C'è uno slogan,
qui, che vuol dire più o meno “che le donne vivano in libertà”:
“Jin, Jîyan, Azadî”. Mi è stato chiesto di scrivere qualche
cosa sulle donne curde. Avrei voluto scrivere del fatto che è solo
nel combattere che la donna si emancipa davvero, che è nella lotta
che la donna arriva ad essere completa. Eppure mi sembra banale, mi
sembra un'ovvietà. Ciononostante, il fatto che queste donne prendano
le armi va al di la delle lotte femministe dei nostri Paesi, è
proprio un gesto che si pone su un altro livello.
Qui le donne
combattono. Per la libertà.
E non lo fanno per
apparire davanti ad una telecamera o macchina fotografica, come
modelle esibizioniste. Non lo fanno per essere più belle. Vi basti
pensare a questo: in molti, quando dall'occidente guardano le foto di
queste orgogliose combattenti, la prima cosa che dicono è: “come
sono belle!”. Non importa se per belle intendono belle fisicamente
o belle dentro per il loro orgoglio e la loro fierezza, non è questo
il punto... il punto è che noi occidentali, quando vediamo delle
donne combattere, pensiamo a quanto sono belle (o in alcuni casi
addirittura che le donne non dovrebbero combattere, quasi come se
combattendo una donna smettesse di essere tale) e non alla ragione
per cui combattono. Fossero uomini, faremmo le stesse esclamazioni?

Consegna scritta 1: Elenca, ricopiandole, tutte le righe qui sotto che contengono la parola "white". Tieni conto di maiuscole e minuscole.

Dati da elaborare:
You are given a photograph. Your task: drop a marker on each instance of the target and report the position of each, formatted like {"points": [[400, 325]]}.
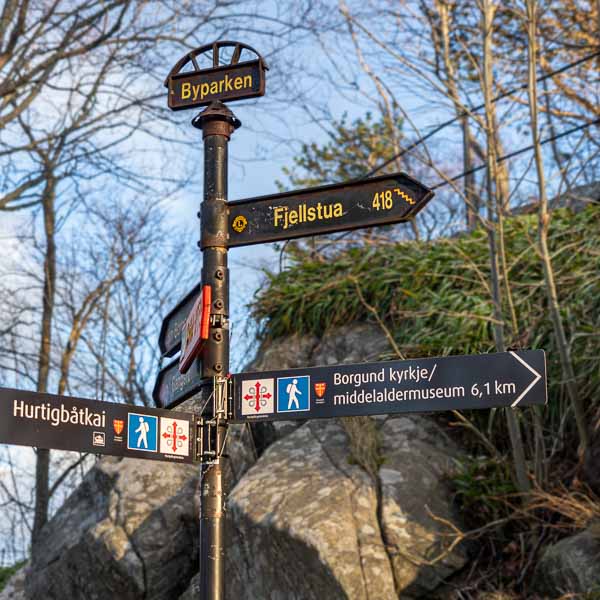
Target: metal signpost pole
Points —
{"points": [[217, 123]]}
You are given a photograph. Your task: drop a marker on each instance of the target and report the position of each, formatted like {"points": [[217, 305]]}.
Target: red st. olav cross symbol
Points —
{"points": [[171, 434], [257, 396]]}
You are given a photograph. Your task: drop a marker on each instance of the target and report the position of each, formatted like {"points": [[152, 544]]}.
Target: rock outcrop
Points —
{"points": [[306, 524], [571, 566], [306, 521]]}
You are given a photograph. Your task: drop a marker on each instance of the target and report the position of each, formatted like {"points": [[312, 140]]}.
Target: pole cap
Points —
{"points": [[216, 119]]}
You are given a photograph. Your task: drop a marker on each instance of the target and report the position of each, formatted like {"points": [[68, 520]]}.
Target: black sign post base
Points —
{"points": [[217, 123]]}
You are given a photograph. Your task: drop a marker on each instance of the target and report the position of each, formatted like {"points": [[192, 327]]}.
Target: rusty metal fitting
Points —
{"points": [[216, 119]]}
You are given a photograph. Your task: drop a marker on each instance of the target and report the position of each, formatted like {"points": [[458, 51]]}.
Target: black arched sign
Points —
{"points": [[224, 71]]}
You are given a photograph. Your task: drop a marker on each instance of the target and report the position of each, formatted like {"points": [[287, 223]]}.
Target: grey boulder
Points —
{"points": [[307, 524], [571, 566]]}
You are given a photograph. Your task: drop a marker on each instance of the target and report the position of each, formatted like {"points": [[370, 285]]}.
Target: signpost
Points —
{"points": [[172, 387], [169, 340], [326, 209], [510, 379], [195, 329], [234, 81], [67, 423], [399, 386]]}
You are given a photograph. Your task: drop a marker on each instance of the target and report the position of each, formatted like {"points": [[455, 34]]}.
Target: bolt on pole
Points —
{"points": [[217, 123]]}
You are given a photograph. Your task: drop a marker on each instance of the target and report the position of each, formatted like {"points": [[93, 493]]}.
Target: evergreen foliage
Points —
{"points": [[434, 296]]}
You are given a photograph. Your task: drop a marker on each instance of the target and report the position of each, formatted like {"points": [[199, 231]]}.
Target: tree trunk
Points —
{"points": [[42, 467], [494, 210], [543, 224]]}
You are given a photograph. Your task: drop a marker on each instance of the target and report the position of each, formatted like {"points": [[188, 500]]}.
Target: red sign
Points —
{"points": [[195, 330]]}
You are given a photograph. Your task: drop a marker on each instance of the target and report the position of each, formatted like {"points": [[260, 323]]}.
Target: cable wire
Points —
{"points": [[476, 108], [516, 153]]}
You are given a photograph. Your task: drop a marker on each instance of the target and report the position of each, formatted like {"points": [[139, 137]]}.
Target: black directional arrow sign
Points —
{"points": [[67, 423], [169, 340], [419, 385], [326, 209], [172, 387]]}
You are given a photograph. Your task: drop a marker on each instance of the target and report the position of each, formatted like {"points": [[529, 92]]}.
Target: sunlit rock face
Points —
{"points": [[571, 566], [127, 532], [307, 524]]}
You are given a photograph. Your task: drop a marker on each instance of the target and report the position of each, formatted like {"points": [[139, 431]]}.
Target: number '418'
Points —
{"points": [[383, 200]]}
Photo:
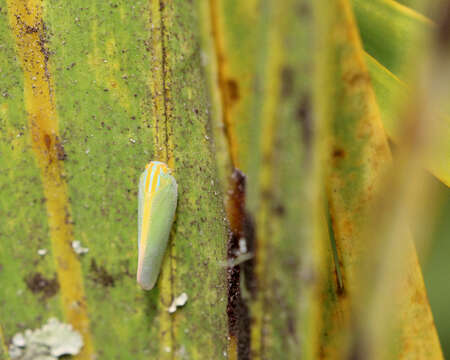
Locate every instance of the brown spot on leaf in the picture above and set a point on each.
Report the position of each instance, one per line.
(60, 153)
(287, 81)
(232, 91)
(47, 141)
(305, 119)
(237, 310)
(38, 284)
(338, 153)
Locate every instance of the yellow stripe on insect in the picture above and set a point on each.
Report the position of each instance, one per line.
(157, 205)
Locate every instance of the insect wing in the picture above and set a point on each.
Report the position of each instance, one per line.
(154, 230)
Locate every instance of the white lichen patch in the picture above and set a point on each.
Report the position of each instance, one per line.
(76, 245)
(177, 302)
(53, 340)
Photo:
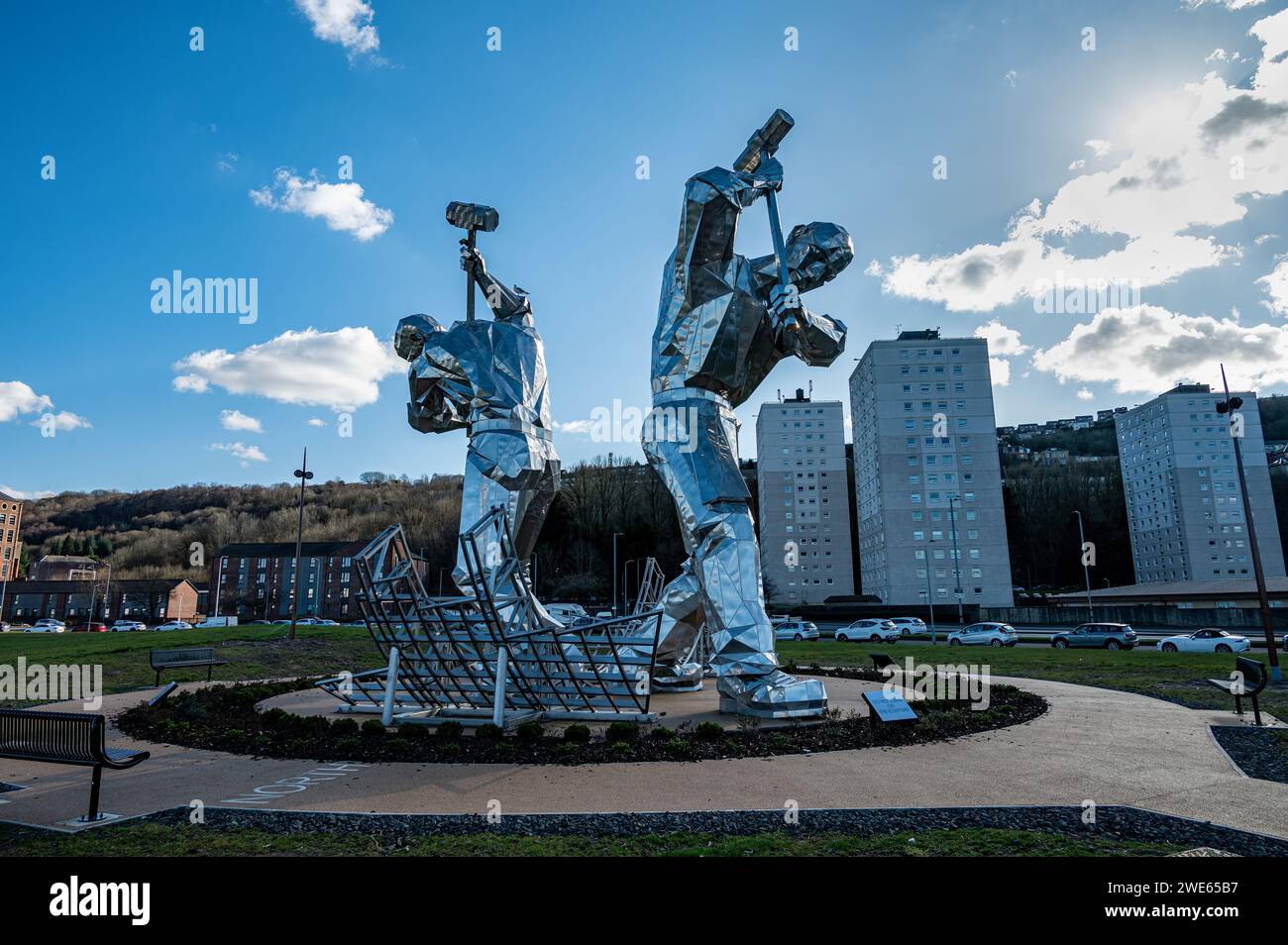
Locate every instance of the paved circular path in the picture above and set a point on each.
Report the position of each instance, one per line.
(1108, 747)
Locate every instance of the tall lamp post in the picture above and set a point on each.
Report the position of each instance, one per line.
(957, 562)
(303, 475)
(616, 536)
(1086, 571)
(930, 600)
(1229, 406)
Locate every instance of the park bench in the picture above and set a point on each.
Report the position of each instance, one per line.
(184, 656)
(64, 738)
(1250, 680)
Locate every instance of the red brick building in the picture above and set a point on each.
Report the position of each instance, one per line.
(11, 537)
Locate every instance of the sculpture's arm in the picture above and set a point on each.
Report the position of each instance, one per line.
(503, 301)
(812, 338)
(712, 202)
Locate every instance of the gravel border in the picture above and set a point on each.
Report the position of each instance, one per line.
(1256, 752)
(1112, 820)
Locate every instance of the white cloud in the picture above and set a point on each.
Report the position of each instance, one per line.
(1276, 287)
(576, 426)
(191, 383)
(236, 420)
(1175, 183)
(65, 421)
(1147, 349)
(338, 368)
(25, 496)
(1228, 4)
(1001, 340)
(246, 454)
(347, 22)
(18, 398)
(342, 206)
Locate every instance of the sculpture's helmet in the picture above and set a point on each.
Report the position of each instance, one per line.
(816, 253)
(411, 334)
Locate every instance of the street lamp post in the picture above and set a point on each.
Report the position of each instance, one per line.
(303, 475)
(957, 562)
(616, 536)
(1086, 570)
(930, 600)
(1229, 406)
(626, 584)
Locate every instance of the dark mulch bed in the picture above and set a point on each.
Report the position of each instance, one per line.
(224, 718)
(1257, 752)
(1126, 823)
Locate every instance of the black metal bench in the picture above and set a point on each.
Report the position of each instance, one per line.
(184, 656)
(64, 738)
(1250, 679)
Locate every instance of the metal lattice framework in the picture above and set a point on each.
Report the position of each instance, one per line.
(490, 656)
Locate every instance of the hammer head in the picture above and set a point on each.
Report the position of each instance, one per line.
(473, 217)
(767, 140)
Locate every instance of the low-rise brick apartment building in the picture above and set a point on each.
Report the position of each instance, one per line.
(11, 537)
(138, 599)
(254, 579)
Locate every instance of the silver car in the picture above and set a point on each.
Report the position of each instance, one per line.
(987, 634)
(795, 630)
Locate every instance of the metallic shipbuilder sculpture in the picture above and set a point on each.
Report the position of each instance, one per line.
(487, 377)
(724, 322)
(492, 653)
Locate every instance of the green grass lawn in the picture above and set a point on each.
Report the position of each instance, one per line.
(252, 653)
(1173, 677)
(146, 840)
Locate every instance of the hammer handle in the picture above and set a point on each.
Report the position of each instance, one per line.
(469, 279)
(776, 232)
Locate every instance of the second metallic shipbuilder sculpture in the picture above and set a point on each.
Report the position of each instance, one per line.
(724, 322)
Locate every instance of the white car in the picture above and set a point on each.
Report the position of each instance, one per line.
(984, 635)
(910, 625)
(872, 630)
(795, 630)
(1209, 640)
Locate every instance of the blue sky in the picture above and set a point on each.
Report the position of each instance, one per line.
(160, 153)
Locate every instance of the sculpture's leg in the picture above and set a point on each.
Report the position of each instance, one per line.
(700, 472)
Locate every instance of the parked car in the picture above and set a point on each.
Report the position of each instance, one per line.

Consegna scritta 2: Secondo il brano sulle donne curde, qual è la prima cosa che molti in occidente dicono guardando le foto di queste combattenti?

Risposta corretta 1:
Locate every instance of the white lichen patch in the picture above and set a point on each.
Locate every instance of the white cloud in the picture above and set a point on each.
Locate every instance of the white car in the picture above and set a point on each.

Risposta corretta 2: Dicono: “come sono belle!”.